TASK DIRECTIONS – Below are the entries to work from; restate word for word the portion that opens with the line containing "Target: heel of shoe" and closes with the line containing "In the photo above, where can the gravel", keeping both.

Natural-language object grounding data
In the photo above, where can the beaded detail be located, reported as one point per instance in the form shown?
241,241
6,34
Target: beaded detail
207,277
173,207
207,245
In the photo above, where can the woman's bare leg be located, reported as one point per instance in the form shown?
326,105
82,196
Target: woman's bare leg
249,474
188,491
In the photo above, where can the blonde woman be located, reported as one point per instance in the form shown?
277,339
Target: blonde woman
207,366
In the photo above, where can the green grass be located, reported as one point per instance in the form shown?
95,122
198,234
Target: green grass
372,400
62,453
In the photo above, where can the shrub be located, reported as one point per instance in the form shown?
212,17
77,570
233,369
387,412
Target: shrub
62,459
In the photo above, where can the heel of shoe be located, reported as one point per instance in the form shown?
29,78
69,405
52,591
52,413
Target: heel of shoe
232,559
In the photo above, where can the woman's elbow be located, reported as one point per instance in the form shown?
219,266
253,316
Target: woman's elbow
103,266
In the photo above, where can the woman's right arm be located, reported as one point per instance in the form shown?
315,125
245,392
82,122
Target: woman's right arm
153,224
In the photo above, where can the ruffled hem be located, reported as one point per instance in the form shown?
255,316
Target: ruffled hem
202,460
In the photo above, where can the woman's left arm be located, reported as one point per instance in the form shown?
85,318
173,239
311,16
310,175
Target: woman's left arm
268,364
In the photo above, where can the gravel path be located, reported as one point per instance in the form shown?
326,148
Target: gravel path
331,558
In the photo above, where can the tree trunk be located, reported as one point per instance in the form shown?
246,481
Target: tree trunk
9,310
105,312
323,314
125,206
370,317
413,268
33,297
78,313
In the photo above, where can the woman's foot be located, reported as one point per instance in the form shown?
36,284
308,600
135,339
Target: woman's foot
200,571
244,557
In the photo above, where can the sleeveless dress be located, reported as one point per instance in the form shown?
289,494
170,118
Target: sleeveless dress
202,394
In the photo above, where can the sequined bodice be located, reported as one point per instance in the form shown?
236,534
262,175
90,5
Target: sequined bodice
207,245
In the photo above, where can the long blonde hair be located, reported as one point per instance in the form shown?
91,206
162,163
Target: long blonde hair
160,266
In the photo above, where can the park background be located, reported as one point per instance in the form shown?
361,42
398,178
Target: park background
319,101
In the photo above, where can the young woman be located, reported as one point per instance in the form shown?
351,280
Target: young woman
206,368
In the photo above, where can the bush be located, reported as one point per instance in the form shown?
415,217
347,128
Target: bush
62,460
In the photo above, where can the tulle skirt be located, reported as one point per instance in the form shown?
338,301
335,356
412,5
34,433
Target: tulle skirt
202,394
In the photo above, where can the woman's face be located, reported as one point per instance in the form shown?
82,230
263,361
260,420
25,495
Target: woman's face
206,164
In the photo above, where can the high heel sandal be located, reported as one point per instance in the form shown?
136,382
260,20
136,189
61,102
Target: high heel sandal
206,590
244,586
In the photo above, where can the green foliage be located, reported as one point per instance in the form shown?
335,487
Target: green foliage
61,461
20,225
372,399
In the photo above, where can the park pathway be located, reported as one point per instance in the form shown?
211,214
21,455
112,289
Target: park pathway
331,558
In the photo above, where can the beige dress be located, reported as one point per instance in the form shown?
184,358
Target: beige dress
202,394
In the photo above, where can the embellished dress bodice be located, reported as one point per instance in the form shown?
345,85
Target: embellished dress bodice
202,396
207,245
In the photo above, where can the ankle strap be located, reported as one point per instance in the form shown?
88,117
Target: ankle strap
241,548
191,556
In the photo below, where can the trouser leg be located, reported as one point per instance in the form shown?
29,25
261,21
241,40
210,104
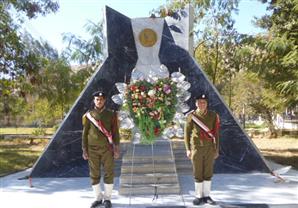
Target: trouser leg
94,162
197,163
97,192
198,190
206,188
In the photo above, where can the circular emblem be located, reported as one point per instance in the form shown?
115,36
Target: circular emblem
148,37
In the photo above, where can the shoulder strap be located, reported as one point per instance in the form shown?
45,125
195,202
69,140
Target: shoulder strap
99,125
203,127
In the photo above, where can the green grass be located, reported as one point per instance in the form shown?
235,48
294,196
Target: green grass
23,130
282,150
18,154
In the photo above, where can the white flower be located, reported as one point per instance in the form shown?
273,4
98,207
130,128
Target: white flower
151,93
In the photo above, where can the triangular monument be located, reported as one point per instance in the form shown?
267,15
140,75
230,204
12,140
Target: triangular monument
63,155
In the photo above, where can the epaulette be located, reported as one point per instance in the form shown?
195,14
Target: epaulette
189,112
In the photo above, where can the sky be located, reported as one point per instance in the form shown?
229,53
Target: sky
74,14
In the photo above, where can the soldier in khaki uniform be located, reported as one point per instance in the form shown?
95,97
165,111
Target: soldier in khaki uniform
98,150
202,148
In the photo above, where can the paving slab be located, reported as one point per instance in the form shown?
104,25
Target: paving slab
229,190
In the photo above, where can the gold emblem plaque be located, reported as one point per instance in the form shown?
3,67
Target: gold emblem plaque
148,37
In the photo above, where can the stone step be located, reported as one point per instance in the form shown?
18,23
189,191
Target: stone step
148,168
143,159
148,189
149,178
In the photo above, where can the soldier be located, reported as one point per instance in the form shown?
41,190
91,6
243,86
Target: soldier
100,144
202,147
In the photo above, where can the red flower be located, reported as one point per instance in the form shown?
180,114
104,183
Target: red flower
156,131
142,88
133,87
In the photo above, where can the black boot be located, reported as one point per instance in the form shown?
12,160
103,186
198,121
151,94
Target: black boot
96,204
107,204
208,200
198,201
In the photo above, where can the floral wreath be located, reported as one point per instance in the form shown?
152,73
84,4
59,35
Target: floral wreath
153,108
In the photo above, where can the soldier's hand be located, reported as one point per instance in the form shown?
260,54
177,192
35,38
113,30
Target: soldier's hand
116,152
85,155
188,154
216,154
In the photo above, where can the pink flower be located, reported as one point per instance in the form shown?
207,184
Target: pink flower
167,89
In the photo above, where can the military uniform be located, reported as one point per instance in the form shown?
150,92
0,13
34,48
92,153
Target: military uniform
100,152
97,145
203,149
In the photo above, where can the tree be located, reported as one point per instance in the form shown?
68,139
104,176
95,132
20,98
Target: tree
86,52
15,58
282,45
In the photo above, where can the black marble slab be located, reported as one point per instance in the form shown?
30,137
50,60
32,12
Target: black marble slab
62,157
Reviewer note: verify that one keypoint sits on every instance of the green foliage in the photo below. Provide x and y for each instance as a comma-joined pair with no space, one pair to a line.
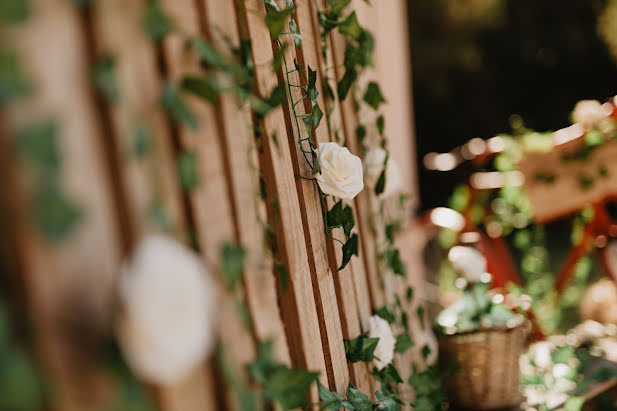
360,348
281,385
104,75
349,248
373,96
188,167
232,263
13,82
173,101
155,22
403,343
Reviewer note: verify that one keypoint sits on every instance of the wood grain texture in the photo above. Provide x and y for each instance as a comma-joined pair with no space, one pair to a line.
68,282
297,302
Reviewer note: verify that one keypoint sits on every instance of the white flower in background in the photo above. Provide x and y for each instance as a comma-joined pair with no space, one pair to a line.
373,166
588,113
384,352
468,261
168,298
341,171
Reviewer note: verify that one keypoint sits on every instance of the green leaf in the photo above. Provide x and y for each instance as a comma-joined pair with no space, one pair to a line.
295,33
275,21
188,166
381,182
359,400
200,87
173,102
155,22
38,145
332,400
403,343
13,82
346,82
360,348
373,96
104,74
393,262
14,11
232,264
388,402
288,387
350,26
350,248
55,215
337,6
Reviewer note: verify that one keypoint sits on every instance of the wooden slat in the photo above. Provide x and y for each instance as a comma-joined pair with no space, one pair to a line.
211,209
241,156
297,303
69,282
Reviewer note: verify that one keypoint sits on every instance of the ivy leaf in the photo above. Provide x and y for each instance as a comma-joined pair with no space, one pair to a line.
317,115
350,26
289,387
337,6
55,215
350,248
232,264
155,22
12,80
386,314
346,82
173,102
295,33
199,87
403,343
373,96
360,348
388,402
104,75
359,400
187,170
275,21
37,144
381,182
332,400
14,11
393,262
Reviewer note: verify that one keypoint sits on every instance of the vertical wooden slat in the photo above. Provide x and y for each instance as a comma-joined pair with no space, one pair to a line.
297,303
241,155
68,282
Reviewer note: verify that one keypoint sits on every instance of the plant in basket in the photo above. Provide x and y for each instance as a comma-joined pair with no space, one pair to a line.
482,335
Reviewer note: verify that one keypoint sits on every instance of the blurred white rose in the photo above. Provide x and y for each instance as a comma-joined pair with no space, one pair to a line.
373,166
384,352
468,261
588,113
341,171
166,325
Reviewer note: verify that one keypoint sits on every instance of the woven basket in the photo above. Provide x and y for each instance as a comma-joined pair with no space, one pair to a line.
488,377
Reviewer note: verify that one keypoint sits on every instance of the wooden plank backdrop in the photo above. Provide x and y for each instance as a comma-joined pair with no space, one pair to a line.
125,196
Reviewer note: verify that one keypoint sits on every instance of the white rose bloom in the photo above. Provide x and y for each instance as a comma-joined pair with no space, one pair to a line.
384,352
373,166
341,171
468,261
588,113
168,297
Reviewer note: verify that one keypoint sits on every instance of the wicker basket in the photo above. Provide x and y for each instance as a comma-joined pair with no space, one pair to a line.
488,377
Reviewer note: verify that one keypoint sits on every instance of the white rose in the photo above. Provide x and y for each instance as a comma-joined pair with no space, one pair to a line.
341,171
468,261
373,166
166,326
384,352
588,113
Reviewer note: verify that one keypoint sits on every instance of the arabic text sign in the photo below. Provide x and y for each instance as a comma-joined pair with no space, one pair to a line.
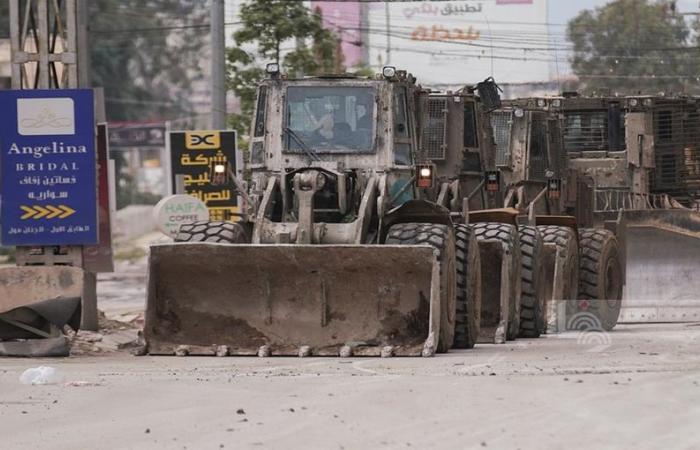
48,167
458,42
193,156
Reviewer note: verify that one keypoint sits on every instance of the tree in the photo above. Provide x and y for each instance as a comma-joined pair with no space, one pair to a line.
146,56
4,20
266,26
632,45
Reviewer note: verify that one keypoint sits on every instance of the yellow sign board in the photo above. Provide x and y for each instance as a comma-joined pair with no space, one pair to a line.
202,140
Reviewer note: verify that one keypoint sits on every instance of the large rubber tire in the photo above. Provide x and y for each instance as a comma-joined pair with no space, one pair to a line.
533,297
565,241
206,231
507,234
600,276
468,320
440,237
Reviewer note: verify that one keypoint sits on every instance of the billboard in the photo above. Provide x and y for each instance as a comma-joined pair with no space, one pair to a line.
344,18
454,43
48,167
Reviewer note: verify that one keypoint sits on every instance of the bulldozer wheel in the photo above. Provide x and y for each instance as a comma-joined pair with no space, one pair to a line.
440,237
205,231
468,320
532,301
508,234
564,239
600,276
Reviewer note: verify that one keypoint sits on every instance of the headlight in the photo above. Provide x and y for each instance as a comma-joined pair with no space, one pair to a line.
389,71
257,153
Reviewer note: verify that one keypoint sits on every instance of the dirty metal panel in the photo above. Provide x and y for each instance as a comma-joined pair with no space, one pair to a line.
245,297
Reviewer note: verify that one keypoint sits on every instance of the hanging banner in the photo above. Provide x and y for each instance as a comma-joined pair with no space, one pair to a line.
48,167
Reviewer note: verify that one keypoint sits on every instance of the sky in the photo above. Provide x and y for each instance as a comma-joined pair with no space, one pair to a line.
561,11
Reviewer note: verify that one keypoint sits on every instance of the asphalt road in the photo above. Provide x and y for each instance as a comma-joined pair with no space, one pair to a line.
639,389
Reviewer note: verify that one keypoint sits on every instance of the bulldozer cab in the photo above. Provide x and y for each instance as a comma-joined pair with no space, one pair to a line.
350,142
456,139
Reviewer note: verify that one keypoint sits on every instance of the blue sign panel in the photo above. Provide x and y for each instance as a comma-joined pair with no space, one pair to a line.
48,168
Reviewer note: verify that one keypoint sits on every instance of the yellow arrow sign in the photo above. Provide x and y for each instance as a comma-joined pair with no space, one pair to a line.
55,212
48,212
41,211
28,212
67,211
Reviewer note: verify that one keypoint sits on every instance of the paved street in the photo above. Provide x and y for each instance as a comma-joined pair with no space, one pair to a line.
640,388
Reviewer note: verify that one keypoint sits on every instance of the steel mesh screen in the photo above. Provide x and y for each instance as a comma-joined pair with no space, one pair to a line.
502,122
677,150
434,133
586,131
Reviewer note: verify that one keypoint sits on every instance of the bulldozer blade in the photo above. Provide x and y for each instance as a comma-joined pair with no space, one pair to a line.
320,300
663,255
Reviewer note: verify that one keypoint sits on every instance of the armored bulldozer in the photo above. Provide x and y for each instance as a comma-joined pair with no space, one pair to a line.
347,245
576,279
528,210
643,154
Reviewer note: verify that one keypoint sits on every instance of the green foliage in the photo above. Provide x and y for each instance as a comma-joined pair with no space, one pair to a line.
266,26
632,45
146,53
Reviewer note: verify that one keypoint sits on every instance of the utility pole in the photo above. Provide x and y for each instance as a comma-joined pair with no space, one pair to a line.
364,32
218,67
388,33
48,42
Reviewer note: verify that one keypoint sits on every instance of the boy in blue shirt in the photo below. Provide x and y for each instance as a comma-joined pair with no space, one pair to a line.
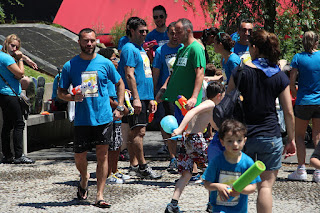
227,167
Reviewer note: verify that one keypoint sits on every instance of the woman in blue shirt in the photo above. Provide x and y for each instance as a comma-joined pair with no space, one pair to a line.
307,106
12,70
223,45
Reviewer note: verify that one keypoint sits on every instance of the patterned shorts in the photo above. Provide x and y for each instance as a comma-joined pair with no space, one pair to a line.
116,141
193,150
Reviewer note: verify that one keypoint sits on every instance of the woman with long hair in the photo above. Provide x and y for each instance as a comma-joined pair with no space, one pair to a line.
12,70
307,105
260,84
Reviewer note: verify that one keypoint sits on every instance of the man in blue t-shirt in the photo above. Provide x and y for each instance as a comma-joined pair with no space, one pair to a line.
93,114
162,69
241,47
134,68
160,32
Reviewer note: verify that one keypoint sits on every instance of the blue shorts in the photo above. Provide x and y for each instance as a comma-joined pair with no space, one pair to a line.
266,149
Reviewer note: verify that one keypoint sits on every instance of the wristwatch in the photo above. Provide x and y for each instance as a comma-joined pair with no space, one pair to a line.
120,108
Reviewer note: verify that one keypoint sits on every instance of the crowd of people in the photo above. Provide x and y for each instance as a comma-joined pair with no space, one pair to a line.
154,69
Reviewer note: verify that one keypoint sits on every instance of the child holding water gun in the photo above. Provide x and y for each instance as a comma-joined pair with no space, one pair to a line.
194,146
226,168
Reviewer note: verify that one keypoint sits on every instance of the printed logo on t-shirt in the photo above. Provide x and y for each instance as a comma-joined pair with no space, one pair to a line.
170,59
228,177
146,65
89,84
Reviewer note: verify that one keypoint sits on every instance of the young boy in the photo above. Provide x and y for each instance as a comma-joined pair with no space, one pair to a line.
194,146
315,162
227,167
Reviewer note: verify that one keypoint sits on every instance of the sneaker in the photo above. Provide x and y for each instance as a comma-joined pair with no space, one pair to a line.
299,174
195,179
112,179
172,209
133,170
23,160
122,176
173,165
163,150
316,176
7,160
148,173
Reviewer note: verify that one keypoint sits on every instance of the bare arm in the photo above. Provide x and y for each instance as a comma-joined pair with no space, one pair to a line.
293,78
131,80
285,101
197,87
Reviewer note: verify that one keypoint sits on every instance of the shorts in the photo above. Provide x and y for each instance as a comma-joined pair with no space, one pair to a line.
306,112
87,137
140,119
116,142
266,149
192,150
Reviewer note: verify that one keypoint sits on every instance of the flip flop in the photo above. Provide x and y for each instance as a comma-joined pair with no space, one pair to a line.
102,204
82,193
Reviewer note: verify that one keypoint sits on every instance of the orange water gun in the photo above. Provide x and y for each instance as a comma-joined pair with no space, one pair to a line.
181,103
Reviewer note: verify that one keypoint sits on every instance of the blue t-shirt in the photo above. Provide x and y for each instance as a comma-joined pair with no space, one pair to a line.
161,38
259,100
221,171
133,55
164,60
5,61
95,108
122,41
308,65
232,62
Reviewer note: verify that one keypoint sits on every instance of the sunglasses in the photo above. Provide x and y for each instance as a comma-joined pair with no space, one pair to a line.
156,17
142,31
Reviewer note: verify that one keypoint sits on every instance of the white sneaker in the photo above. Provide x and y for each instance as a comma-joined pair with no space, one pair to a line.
316,176
112,179
122,176
299,174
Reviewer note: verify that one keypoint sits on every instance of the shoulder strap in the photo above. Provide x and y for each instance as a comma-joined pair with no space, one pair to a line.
9,85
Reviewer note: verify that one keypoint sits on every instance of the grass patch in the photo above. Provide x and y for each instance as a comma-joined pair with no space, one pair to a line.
33,73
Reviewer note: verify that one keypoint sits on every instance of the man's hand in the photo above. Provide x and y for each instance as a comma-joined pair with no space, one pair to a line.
136,104
191,103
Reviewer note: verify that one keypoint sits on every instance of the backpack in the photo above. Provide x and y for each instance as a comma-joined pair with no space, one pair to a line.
230,106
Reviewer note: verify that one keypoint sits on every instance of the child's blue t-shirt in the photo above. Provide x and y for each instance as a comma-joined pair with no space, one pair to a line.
122,41
5,61
308,65
95,108
161,38
232,62
135,56
164,60
221,171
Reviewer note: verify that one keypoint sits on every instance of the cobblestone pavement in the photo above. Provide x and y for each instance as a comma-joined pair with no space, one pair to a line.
50,186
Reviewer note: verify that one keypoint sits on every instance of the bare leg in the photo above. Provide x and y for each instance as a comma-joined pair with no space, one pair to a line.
82,166
300,128
113,157
264,201
137,134
182,182
102,169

FINAL ANSWER –
Target: heel of shoe
232,559
In the photo above, where can the woman's elbow be located, reported as one point per instance in the form shown?
219,266
253,316
Target: woman's elbow
103,266
In the photo above, where can the woman's right arm be located, reported as one point per instance in the form shown?
315,125
245,392
82,122
Target: woman's right arm
153,224
In the photo above, where can the ruffled hem be located, reported as one point per instance in the form shown?
255,316
Target: ruffled hem
202,460
In the photo above, where can the woman's left arm be located, reported as one point per instance in the form shown?
85,318
173,239
311,16
310,175
Target: woman's left arm
268,364
In the photo above, where can the gravel path be located, reported as one point per instance in the form shown?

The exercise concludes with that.